** Extract provided **
Start of Block

Keywords: machine learning, gene regulatory network, sparse modeling, transcriptome, time series analysis

Introduction

Gene regulatory networks (GRNs) represent the causal relationship between genes regulating cellular functions (Barabasi and Oltvai, 2004; Blais and Dynlacht, 2005). GRNs play important roles in cellular regulatory systems such as signal transduction and transcriptional regulation, which underlie almost all cellular phenomena. Therefore, comprehensive GRN maps are essential tools to elucidate gene function, thereby facilitating interpretations of biological processes, such as cellular differentiation and response to environmental stimuli at system-level (Lopez-Maury et al., 2008), and enabling the identification and prioritization of candidates of genes for molecular regulators and biomarkers (van Dam et al., 2018).

End of Block

** The data **
Start of Block

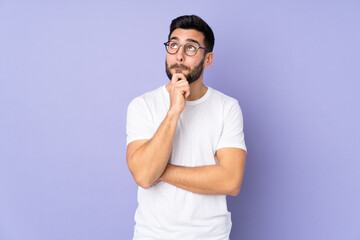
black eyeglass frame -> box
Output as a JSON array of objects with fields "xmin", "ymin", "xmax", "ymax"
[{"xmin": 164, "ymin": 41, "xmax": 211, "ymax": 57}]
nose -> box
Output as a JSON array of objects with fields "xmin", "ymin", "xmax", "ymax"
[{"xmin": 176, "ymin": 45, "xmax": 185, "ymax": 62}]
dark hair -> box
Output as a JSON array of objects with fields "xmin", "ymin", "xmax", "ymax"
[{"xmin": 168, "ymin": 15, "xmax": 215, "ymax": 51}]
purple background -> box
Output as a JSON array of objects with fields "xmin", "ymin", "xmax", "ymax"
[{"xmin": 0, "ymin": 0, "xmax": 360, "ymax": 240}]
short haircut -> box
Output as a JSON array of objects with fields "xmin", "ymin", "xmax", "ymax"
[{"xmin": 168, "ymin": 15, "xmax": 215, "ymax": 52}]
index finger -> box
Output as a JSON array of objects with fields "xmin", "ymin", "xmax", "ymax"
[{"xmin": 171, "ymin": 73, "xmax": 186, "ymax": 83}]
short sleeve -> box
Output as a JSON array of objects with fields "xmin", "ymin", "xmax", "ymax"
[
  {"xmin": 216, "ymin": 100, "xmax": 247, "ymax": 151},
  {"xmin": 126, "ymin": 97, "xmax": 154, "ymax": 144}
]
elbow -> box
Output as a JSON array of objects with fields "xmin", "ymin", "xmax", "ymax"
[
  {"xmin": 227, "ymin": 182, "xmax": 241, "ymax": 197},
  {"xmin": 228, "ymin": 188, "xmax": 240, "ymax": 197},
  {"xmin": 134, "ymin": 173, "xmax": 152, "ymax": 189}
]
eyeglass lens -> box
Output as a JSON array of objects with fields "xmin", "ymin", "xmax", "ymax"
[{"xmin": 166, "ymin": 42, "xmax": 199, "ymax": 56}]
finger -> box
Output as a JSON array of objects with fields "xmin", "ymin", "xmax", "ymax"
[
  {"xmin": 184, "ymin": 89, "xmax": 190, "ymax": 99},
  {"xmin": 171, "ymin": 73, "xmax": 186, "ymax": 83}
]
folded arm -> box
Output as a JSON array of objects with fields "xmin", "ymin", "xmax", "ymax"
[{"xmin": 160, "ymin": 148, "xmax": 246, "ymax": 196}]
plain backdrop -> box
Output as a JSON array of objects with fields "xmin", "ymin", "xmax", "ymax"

End of Block

Transcribe the excerpt on gene regulatory networks from "Introduction" up to and including "et al., 2018).". Draw only on the excerpt on gene regulatory networks.

Introduction

Gene regulatory networks (GRNs) represent the causal relationship between genes regulating cellular functions (Barabasi and Oltvai, 2004; Blais and Dynlacht, 2005). GRNs play important roles in cellular regulatory systems such as signal transduction and transcriptional regulation, which underlie almost all cellular phenomena. Therefore, comprehensive GRN maps are essential tools to elucidate gene function, thereby facilitating interpretations of biological processes, such as cellular differentiation and response to environmental stimuli at system-level (Lopez-Maury et al., 2008), and enabling the identification and prioritization of candidates of genes for molecular regulators and biomarkers (van Dam et al., 2018).